#### Given text

- Essentially what ChatGPT and other LLMs are doing is asking the question “Given the text so far, what should the next word be?” repeating this again and again after each new word based on the huge corpus of information that it has been trained with through the scrapping of the internet.
- ChatGPT will not always choose the most probable word however and this is done to avoid the text becoming flat and potentially copying some other text verbatim.
- Temperature applied to language models like this refers to how likely it is to not pick the most probable next word. Certain temperatures appear to work better for certain types of writing, like 0.8 being best for writing essays. The element of randomness makes the text seem more creative.
- Using just probabilities of single words or letters these models use probabilities of strings of words. But if this was done for strings of three words there would be a huge number of possibilities. To work around the fact that there is not enough material on earth to train a model in this way “The big idea is to make a model that lets us estimate the probabilities with which sequences should occur—even though we’ve never explicitly seen those sequences in the corpus of text we’ve looked at”.

########

_How to complete this task_: Please turn the paragraph in the ChatGPT notes that begins "Temperature applied to language models" into a short bulleted list that keeps its main facts.

#### Entries shown

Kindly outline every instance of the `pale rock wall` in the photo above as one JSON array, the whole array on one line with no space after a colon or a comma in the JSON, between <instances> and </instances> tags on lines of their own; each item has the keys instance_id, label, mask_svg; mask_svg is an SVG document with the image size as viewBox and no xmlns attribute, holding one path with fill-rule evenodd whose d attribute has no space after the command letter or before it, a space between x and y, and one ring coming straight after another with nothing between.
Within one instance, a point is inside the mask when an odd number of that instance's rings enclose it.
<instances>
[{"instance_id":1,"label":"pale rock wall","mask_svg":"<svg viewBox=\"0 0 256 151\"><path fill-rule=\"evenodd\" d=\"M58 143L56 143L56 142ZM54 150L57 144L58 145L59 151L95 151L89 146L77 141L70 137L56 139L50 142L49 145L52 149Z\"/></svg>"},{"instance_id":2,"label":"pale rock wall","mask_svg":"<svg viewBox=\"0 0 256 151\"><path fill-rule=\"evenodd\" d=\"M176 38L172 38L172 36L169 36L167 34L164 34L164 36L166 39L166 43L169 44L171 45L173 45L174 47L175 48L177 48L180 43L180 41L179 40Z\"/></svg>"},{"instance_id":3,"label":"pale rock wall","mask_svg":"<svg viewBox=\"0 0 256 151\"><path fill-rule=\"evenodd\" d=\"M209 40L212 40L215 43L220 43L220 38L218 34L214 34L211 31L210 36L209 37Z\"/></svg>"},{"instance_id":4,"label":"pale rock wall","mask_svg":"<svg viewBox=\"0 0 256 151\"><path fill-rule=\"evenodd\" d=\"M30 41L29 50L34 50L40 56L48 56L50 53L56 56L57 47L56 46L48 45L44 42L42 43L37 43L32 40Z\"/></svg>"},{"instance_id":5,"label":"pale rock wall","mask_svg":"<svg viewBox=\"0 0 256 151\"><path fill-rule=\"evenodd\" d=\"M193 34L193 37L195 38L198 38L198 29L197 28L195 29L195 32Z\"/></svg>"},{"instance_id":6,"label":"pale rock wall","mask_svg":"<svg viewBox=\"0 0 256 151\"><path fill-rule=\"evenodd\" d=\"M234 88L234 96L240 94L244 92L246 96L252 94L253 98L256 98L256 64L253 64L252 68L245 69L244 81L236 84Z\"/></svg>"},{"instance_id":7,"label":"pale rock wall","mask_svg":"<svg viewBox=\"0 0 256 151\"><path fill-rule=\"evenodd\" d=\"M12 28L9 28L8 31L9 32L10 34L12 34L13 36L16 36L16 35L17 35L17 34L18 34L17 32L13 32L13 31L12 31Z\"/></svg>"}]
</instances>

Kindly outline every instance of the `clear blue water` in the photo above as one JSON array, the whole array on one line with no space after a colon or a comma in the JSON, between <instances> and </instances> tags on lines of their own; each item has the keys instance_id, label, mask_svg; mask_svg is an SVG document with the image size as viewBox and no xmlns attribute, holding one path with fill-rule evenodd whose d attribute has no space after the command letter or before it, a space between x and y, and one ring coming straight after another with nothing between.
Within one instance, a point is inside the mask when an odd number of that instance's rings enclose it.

########

_Solution for this problem_:
- Temperature is how likely a language model is not to pick the most probable next word.
- Certain temperatures seem to work better for certain types of writing; 0.8 appears best for essays.
- This randomness makes the text seem more creative.